Start of Block
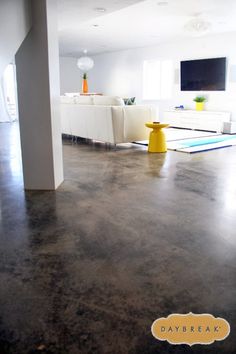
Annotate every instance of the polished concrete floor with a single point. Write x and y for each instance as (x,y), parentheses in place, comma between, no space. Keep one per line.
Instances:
(127,238)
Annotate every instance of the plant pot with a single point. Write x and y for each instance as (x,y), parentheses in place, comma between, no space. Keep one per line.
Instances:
(199,106)
(85,86)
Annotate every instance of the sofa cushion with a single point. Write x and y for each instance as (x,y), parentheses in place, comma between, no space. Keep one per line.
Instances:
(72,94)
(108,101)
(129,101)
(84,100)
(67,99)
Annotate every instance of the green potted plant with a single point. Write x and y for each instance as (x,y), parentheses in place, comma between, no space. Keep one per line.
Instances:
(200,100)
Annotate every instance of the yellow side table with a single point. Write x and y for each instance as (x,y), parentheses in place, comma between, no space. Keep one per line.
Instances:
(157,139)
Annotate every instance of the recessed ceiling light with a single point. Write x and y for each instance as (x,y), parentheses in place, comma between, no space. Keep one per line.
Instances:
(100,9)
(162,3)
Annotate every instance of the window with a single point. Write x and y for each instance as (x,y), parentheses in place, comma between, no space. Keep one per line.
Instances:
(157,79)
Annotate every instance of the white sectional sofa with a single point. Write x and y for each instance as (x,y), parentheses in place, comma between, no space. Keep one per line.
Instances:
(105,119)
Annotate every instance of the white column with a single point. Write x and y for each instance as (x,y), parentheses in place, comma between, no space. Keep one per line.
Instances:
(37,69)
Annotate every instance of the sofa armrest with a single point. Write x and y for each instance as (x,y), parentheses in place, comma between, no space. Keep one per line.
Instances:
(135,118)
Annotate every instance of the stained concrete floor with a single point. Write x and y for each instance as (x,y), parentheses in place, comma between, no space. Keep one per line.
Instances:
(128,237)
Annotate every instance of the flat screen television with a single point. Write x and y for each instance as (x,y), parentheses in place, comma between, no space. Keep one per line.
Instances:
(203,74)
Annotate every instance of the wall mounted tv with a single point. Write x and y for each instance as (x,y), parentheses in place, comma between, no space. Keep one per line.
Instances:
(203,75)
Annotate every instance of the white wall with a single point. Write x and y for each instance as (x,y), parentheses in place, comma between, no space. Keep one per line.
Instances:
(70,75)
(15,22)
(120,73)
(37,68)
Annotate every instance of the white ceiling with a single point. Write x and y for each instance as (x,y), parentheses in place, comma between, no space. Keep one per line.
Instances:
(130,23)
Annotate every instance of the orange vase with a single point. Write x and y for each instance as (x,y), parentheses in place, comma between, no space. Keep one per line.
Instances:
(85,86)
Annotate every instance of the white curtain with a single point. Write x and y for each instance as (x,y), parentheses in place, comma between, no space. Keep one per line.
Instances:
(8,103)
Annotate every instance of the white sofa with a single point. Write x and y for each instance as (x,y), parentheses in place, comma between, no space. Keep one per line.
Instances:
(105,119)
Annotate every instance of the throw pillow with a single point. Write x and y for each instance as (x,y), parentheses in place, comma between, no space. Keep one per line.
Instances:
(129,101)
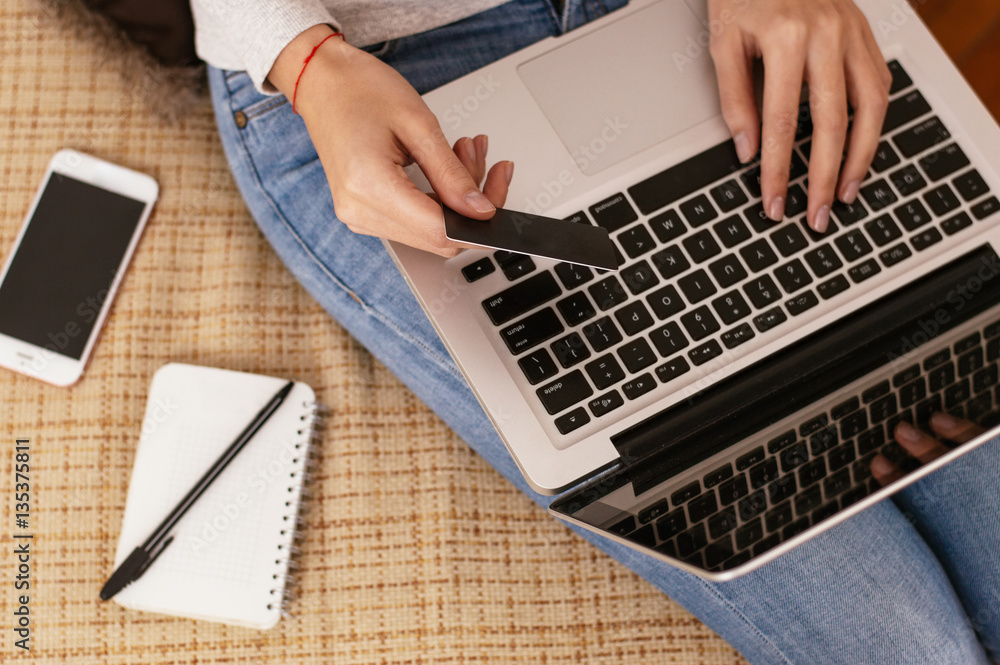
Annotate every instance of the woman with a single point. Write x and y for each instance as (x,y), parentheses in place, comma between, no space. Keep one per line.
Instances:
(914,580)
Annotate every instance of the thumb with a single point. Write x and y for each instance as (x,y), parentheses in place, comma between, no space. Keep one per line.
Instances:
(449,178)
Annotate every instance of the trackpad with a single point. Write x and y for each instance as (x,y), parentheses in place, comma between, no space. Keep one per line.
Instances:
(628,86)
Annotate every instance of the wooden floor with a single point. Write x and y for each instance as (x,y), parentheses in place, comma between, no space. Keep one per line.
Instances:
(969,30)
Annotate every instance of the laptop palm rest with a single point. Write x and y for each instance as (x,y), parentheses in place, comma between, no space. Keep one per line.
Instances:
(622,89)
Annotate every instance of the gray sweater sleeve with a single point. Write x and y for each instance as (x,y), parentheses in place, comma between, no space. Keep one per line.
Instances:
(249,34)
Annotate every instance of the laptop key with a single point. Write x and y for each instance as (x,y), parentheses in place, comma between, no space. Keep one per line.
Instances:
(531,330)
(878,194)
(639,386)
(606,403)
(789,239)
(801,302)
(576,308)
(686,493)
(763,473)
(907,180)
(602,334)
(667,226)
(744,462)
(944,162)
(521,298)
(953,225)
(671,524)
(729,195)
(570,350)
(792,276)
(700,323)
(883,230)
(986,208)
(900,79)
(885,157)
(903,109)
(920,137)
(573,275)
(573,420)
(925,239)
(613,213)
(863,271)
(769,319)
(823,260)
(669,339)
(738,335)
(636,241)
(733,490)
(849,213)
(633,318)
(912,215)
(637,355)
(722,523)
(564,392)
(731,307)
(698,210)
(702,506)
(793,457)
(537,366)
(942,200)
(713,478)
(702,354)
(895,254)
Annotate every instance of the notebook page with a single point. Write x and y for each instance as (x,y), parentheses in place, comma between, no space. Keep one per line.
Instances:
(228,559)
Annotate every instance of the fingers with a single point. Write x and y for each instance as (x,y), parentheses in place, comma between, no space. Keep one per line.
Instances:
(784,61)
(445,171)
(867,85)
(828,106)
(734,70)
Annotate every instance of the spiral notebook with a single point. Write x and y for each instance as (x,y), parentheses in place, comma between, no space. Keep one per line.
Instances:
(232,552)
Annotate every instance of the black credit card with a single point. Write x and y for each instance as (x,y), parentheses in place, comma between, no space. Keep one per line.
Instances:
(525,233)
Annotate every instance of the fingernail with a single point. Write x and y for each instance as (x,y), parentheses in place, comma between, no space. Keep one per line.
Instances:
(822,219)
(777,209)
(851,191)
(906,431)
(478,201)
(743,147)
(942,420)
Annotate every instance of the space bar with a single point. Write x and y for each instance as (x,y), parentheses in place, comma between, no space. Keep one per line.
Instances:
(689,176)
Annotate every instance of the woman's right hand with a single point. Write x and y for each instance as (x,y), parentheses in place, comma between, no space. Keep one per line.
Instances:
(367,123)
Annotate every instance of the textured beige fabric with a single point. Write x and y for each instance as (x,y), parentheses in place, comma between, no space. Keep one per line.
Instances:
(415,550)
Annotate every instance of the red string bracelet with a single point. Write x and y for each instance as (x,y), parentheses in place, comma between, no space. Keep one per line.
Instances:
(305,63)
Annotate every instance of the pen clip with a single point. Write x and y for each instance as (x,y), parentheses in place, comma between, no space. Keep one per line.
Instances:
(152,558)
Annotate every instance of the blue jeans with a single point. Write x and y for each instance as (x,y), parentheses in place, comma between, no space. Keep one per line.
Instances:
(913,580)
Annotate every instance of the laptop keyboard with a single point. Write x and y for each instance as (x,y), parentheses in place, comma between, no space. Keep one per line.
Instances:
(704,270)
(808,473)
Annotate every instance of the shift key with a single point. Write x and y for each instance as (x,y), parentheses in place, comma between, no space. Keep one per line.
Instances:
(521,297)
(531,330)
(564,392)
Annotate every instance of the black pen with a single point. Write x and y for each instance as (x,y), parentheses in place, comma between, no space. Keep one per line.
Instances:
(143,556)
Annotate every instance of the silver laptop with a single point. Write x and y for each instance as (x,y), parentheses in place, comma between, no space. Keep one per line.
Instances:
(718,399)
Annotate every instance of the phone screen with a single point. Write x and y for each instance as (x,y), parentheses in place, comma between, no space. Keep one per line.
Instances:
(65,264)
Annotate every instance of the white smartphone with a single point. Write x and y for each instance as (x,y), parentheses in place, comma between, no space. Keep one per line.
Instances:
(60,278)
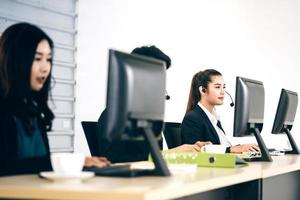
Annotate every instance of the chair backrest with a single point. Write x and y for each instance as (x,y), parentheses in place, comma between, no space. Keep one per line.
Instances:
(172,133)
(90,131)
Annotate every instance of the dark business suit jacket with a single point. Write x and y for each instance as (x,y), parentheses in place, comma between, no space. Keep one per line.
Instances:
(10,162)
(196,126)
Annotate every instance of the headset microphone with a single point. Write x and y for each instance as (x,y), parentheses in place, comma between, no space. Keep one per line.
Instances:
(167,96)
(232,103)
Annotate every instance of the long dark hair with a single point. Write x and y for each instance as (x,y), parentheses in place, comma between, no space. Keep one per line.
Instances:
(201,78)
(18,45)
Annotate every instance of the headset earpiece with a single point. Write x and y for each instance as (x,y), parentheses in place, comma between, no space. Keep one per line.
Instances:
(202,89)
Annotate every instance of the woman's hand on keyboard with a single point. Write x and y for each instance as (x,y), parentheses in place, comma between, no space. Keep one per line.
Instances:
(244,148)
(96,161)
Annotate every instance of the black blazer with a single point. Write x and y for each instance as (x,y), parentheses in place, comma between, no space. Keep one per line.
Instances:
(197,127)
(10,163)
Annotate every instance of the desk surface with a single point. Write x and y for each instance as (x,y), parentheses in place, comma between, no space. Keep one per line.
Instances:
(178,185)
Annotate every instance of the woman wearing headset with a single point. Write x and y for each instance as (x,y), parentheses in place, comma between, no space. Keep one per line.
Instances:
(201,122)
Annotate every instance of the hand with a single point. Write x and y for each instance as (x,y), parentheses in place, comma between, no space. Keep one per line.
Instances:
(96,161)
(244,148)
(191,147)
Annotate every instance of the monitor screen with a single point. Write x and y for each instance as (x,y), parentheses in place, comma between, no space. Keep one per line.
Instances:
(286,111)
(249,106)
(135,94)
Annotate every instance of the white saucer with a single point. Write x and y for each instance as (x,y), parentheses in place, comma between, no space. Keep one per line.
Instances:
(67,177)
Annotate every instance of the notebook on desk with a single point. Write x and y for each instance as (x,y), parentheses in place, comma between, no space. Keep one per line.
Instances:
(204,159)
(123,170)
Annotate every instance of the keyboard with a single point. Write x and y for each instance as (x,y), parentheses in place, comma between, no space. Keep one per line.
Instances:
(118,171)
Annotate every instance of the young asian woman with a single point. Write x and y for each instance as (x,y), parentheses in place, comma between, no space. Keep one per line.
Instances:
(201,122)
(26,54)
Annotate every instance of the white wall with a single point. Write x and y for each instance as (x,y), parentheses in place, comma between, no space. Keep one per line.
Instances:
(255,39)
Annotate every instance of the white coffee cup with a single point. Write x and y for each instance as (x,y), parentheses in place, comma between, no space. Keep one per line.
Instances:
(214,148)
(67,163)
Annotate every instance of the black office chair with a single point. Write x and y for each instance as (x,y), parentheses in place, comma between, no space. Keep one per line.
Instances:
(90,131)
(172,133)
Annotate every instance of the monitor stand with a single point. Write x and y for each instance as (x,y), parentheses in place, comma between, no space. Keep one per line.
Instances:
(265,156)
(295,149)
(160,165)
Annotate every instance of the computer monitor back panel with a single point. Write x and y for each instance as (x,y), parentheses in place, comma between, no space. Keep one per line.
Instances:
(136,90)
(249,106)
(286,111)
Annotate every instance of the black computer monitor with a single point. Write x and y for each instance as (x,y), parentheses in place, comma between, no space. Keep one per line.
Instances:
(285,115)
(136,102)
(249,112)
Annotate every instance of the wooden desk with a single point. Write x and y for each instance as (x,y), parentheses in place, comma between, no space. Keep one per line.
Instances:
(279,179)
(176,186)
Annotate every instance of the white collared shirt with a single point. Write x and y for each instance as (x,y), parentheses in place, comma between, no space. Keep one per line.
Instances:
(213,117)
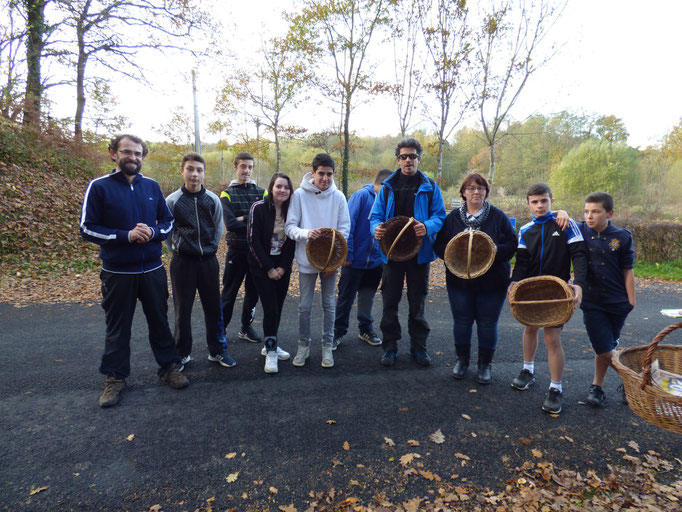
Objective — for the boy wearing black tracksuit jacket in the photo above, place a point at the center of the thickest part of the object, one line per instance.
(194, 266)
(544, 249)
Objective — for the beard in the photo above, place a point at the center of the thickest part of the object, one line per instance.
(131, 168)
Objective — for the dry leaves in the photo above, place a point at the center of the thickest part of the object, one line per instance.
(437, 437)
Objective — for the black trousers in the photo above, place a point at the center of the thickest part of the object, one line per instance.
(272, 294)
(119, 298)
(236, 273)
(189, 274)
(417, 277)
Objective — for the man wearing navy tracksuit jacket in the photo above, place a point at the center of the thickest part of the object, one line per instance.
(125, 213)
(361, 273)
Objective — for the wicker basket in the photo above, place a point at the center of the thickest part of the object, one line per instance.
(647, 400)
(470, 254)
(543, 301)
(399, 242)
(328, 251)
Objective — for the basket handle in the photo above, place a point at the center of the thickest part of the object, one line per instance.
(388, 254)
(331, 251)
(471, 241)
(646, 365)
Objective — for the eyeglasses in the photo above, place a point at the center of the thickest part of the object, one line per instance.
(411, 156)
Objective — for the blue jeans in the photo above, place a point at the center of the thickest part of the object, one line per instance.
(484, 308)
(364, 284)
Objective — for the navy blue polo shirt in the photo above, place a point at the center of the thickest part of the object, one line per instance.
(608, 254)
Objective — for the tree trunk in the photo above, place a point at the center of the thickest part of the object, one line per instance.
(346, 147)
(492, 164)
(80, 88)
(36, 29)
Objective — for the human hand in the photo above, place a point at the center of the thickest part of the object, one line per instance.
(562, 219)
(141, 233)
(419, 228)
(577, 295)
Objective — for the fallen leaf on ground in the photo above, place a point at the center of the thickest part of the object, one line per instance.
(437, 437)
(408, 457)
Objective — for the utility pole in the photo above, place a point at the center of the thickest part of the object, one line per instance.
(197, 135)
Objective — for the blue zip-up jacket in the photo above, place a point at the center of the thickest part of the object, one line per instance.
(544, 249)
(363, 248)
(111, 208)
(431, 218)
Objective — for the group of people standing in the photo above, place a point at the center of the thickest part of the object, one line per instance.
(126, 214)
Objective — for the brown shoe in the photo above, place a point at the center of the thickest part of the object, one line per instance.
(174, 378)
(112, 391)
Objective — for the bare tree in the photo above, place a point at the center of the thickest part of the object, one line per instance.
(268, 93)
(406, 39)
(112, 32)
(341, 31)
(509, 42)
(444, 24)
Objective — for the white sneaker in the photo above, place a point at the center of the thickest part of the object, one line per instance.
(271, 362)
(327, 355)
(282, 354)
(302, 353)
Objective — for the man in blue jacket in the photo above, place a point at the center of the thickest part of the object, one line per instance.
(125, 213)
(411, 193)
(361, 273)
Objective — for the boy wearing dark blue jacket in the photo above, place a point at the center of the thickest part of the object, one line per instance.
(361, 274)
(125, 213)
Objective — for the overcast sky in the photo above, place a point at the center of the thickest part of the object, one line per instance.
(617, 59)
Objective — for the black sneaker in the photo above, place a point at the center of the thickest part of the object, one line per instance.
(524, 380)
(595, 396)
(371, 338)
(389, 357)
(249, 334)
(553, 401)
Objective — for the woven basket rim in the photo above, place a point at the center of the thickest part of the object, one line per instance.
(331, 267)
(450, 249)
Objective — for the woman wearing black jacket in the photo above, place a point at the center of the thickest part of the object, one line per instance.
(479, 299)
(271, 254)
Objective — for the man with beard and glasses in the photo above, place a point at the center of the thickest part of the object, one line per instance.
(125, 213)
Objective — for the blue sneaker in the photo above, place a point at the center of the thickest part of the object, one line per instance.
(389, 357)
(421, 356)
(223, 359)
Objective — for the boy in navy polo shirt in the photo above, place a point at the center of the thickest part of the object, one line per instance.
(610, 292)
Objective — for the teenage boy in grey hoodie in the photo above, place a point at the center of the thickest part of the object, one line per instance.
(317, 203)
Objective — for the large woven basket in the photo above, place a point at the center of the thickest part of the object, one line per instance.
(470, 254)
(328, 251)
(542, 301)
(399, 242)
(647, 400)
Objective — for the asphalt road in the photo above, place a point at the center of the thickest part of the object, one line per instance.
(287, 432)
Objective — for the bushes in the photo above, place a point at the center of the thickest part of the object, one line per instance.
(655, 242)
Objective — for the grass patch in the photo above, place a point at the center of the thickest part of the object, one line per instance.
(667, 271)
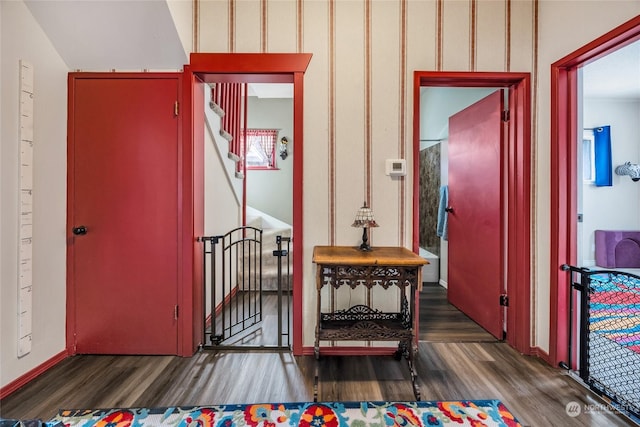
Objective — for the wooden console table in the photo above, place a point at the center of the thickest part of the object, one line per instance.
(387, 267)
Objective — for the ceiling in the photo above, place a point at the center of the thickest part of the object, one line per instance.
(616, 75)
(104, 35)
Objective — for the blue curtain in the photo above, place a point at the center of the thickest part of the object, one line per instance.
(602, 154)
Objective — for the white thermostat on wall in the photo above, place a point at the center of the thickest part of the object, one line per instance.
(396, 167)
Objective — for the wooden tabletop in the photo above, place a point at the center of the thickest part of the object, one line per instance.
(378, 255)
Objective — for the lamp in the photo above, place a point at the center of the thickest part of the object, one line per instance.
(631, 169)
(364, 219)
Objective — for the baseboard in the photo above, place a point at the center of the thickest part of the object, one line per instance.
(32, 374)
(539, 353)
(351, 351)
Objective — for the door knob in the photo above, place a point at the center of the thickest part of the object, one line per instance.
(78, 231)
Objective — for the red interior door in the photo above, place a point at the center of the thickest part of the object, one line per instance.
(475, 277)
(124, 139)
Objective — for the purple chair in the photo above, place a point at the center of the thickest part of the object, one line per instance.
(618, 248)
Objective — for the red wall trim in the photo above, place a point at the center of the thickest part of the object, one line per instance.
(32, 374)
(351, 351)
(270, 68)
(249, 63)
(564, 119)
(518, 178)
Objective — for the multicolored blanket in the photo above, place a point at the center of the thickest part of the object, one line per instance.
(322, 414)
(614, 309)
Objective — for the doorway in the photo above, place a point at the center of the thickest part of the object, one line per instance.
(254, 68)
(515, 187)
(564, 214)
End of Block
= Prompt =
From the listing, copy every line where the string "headset" appears.

= Solution for this task =
Annotate every instance of the headset microphone with a single point. Write x and y for each instance as (x,y), parentheses in place, comma between, no space. Keep one per line.
Annotate every instance of the headset earpiece with a single point. Write x and y for each instance as (x,y), parentheses in place, comma between, no space. Keep one per line.
Annotate every instance of the woman wearing headset with a single point. Write x and y for each instance as (x,y), parentheses in place, comma between, no space. Keep one per line.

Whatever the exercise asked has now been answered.